━━━━━ PAGE EXCERPT

Sang-hyun (Song Kang-ho) is a christian priest who wishes to uphold his strict morality and respect for human life by volunteering for research project that's attempting to destroy a lethal virus that's threatening civilisation as we know it - However, the virus contained in the vaccine starts to have untold consequences for his health.... Hence, he receives a blood transfusion. By some strange quirk of fate (very strange), he receives vampire blood by mistake. soon Sang-hyun is showing the usual bloodsucker symptoms which, let's face it, isn't something a pious priest should have to face. And as luck will have it a friend's spouse (Kim Ok-vin) approaches him for help in escaping her sorry facade of a life. Sensual experiences follow, experiences that may just launch him headlong into sin and shatter his faith. Yes, I'm not one to use the old "it's such-and-such meets such-and-such" chestnut when trying to sum up a film, but it's "Nosferatu" meets "Nine-And-A-Half Weeks" and by golly does it whip up a Kaleidoscope of tension. And, why do women find vampires so sexy? (answers please on a postcard).

The film has received praise across the board from critics, and it damn-well deserves it too. And hats off to Pallisades Tartan for picking it up for distribution, as before this film it's been old Tartan re-releases (which believe me I would never, ever criticise). Watch now, and shun that successful franchise set in Oregon or wherever with trees and stuff. Glittery types be damned.

━━━━━━━━━━

EXERCISE REQUIREMENTS: Return the full film review above, word for word.

━━━━━ DATASET EXCERPTS

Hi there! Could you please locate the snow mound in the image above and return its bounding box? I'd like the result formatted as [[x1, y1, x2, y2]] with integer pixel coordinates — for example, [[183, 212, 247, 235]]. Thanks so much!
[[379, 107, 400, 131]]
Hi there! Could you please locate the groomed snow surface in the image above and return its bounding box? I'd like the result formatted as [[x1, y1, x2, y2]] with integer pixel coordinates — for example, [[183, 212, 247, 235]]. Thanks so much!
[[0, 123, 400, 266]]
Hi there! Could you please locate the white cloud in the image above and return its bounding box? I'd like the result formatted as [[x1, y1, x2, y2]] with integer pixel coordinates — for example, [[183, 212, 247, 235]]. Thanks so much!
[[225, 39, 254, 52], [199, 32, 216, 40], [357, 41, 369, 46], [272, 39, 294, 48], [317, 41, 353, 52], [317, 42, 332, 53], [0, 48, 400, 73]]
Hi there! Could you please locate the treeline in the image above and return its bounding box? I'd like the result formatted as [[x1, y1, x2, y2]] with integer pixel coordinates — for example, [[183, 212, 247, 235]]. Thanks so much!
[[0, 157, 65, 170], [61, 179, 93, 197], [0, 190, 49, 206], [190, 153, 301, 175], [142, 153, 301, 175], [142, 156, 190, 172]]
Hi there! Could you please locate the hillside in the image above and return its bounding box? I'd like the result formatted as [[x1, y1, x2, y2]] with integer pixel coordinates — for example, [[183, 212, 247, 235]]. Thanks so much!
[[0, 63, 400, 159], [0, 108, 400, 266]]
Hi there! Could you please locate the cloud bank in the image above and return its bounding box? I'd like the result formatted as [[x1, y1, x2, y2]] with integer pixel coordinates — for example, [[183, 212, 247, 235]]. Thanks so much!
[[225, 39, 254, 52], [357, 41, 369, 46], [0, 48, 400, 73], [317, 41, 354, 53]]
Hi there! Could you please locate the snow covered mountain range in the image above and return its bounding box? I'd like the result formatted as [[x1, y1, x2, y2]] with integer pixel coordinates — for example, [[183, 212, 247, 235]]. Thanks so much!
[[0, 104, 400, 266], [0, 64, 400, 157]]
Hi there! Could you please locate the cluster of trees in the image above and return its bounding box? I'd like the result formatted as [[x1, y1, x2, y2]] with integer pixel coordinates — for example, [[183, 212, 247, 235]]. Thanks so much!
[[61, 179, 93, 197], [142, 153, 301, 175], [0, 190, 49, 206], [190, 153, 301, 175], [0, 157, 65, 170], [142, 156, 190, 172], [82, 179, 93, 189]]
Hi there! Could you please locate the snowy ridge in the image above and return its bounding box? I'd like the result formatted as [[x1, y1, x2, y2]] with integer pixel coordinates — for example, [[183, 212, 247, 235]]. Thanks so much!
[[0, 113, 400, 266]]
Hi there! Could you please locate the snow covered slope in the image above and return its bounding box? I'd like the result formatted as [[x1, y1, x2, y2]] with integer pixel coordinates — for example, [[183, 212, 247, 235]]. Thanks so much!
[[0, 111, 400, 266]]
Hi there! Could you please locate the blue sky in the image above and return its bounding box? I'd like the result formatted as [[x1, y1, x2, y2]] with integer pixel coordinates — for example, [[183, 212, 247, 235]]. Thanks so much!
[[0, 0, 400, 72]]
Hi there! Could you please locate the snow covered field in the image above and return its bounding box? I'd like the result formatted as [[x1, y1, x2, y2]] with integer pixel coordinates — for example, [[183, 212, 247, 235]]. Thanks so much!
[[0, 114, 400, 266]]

━━━━━━━━━━

TASK RESPONSE:
Sang-hyun (Song Kang-ho) is a christian priest who wishes to uphold his strict morality and respect for human life by volunteering for research project that's attempting to destroy a lethal virus that's threatening civilisation as we know it - However, the virus contained in the vaccine starts to have untold consequences for his health.... Hence, he receives a blood transfusion. By some strange quirk of fate (very strange), he receives vampire blood by mistake. soon Sang-hyun is showing the usual bloodsucker symptoms which, let's face it, isn't something a pious priest should have to face. And as luck will have it a friend's spouse (Kim Ok-vin) approaches him for help in escaping her sorry facade of a life. Sensual experiences follow, experiences that may just launch him headlong into sin and shatter his faith. Yes, I'm not one to use the old "it's such-and-such meets such-and-such" chestnut when trying to sum up a film, but it's "Nosferatu" meets "Nine-And-A-Half Weeks" and by golly does it whip up a Kaleidoscope of tension. And, why do women find vampires so sexy? (answers please on a postcard).

The film has received praise across the board from critics, and it damn-well deserves it too. And hats off to Pallisades Tartan for picking it up for distribution, as before this film it's been old Tartan re-releases (which believe me I would never, ever criticise). Watch now, and shun that successful franchise set in Oregon or wherever with trees and stuff. Glittery types be damned.